_Tasks to perform_.
(1) In the article on Microsoft's Phi-3 Mini, how many tokens was the model trained on?
(2) Please copy the Phi-3 Mini article from "Other companies have" up to and including "with children’s stories.".
(3) Write the next part of the article on Microsoft's Phi-3 Mini, starting after its final sentence.

_Exercise text_.
Microsoft’s new lightweight AI rivals GPT-3.5 — it’s learning from children’s books and fits on phones

April 24, 2024

0 Views 0

SaveSavedRemoved 0

On March 22, Microsoft launched one of the smallest AI models ever: Phi-3 Mini.

According to a technical report (via Windows Central), Microsoft says Phi-3 Mini rivals the performance of larger models like Mixtral 8x7B and GPT-3.5, despite being small enough to run on a phone. This means your next phone might be able to run more complex AI tasks locally rather than requiring the web and sending your data to a cloud server.

Other companies have launched small AI models as well, but what makes Microsoft’s Phi-3 Mini model truly unique is how it was trained — with children’s stories.

Microsoft’s Phi-3 Mini model was taught using children’s books

Phi-3 Mini is a 3.8 billion parameter language model that was trained on 3.3 trillion tokens, or units of data. Much of that data comes from a Microsoft-designed “curriculum” inspired by how children learn from bedtime stories, using simple words and basic sentence structures to tackle larger topics.

Phi-3 models from Microsoft

(Image credit: Microsoft)

VP of Microsoft’s Azure AI Platform, Eric Boyd, explained to The Verge that “There aren’t enough children’s books out there, so we took a list of more than 3,000 words and asked an LLM to make ‘children’s books’ to teach Phi.”

Despite being trained on a considerably smaller amount of data compared to many LLMs, Phi-3 Mini is a capable little bugger. It can’t compete with GPT-4 or other LLMs that are often trained using a large portion of the internet, but Microsoft’s Phi-3 Mini model is still an impressive feat.

_Image-grounded pointing data_.
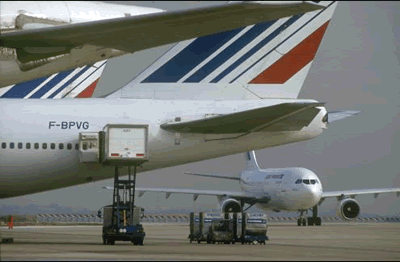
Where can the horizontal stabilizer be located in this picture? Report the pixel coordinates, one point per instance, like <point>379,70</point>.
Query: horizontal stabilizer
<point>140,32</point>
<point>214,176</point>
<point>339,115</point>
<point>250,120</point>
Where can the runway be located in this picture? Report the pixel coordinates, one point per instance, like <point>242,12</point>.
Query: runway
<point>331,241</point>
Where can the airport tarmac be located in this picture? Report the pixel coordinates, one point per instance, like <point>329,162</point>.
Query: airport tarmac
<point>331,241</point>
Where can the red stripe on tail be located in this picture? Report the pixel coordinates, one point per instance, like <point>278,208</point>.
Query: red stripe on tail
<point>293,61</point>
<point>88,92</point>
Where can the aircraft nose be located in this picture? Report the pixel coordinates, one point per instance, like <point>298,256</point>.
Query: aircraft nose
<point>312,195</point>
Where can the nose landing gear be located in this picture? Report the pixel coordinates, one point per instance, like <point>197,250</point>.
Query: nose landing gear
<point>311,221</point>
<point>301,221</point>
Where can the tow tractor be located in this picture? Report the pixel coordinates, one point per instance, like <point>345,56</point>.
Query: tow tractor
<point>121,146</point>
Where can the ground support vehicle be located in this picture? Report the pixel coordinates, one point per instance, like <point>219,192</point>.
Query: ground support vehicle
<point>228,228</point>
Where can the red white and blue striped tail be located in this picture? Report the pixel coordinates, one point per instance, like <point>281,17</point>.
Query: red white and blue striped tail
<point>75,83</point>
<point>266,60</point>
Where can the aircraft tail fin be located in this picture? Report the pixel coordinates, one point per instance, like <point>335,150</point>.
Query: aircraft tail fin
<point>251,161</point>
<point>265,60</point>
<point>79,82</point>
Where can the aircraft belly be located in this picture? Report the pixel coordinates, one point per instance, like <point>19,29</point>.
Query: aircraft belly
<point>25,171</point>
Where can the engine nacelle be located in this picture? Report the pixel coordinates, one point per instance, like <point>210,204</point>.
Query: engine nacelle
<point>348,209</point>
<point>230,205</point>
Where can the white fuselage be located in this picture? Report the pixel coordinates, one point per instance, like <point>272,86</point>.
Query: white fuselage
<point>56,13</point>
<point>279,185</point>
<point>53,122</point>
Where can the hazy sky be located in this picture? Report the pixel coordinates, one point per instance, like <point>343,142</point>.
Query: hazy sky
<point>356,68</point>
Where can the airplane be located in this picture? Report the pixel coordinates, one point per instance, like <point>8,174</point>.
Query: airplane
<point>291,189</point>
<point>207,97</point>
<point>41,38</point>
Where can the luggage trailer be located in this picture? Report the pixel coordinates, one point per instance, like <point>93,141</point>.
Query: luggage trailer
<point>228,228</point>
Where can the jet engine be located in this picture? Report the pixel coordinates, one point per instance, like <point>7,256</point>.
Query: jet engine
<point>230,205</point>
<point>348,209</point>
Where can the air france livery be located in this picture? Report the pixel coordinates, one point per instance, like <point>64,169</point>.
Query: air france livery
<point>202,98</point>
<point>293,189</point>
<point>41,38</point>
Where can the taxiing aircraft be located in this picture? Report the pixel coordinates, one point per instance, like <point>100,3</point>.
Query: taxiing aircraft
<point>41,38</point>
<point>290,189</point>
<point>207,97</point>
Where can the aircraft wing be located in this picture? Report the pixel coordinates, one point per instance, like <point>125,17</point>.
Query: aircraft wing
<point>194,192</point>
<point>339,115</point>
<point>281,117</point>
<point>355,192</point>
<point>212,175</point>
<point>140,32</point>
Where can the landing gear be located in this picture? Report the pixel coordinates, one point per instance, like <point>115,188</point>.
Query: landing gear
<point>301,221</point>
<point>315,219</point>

_Answers to the problems_.
(1) 3.3 trillion tokens.

(2)
Other companies have launched small AI models as well, but what makes Microsoft’s Phi-3 Mini model truly unique is how it was trained — with children’s stories.

(3)
Microsoft isn’t the first to come out with a lightweight AI model — we’ve seen small models from Google, Anthropic, and Meta — but it is one of the first small AI models with this level of performance.

Small AI models certainly aren’t going to replace LLMs, but with a growing demand for more private, on-device AI features, they will have a future in smartphones.

Apple’s iOS 18 is rumored to have a strong AI focus and unsurprisingly rumors suggest that Apple is trying to keep many AI features on-device to maintain user privacy. Small AI models are precisely what is needed to make this happen. We’ll have to wait until WWDC 2024, or perhaps even the iPhone 16 launch, to find out if that’s what Apple is using, but expect to hear plenty more about small AI models and LLMs over the coming year.

Last year felt like the year of AI, but it was just the tip of the iceberg.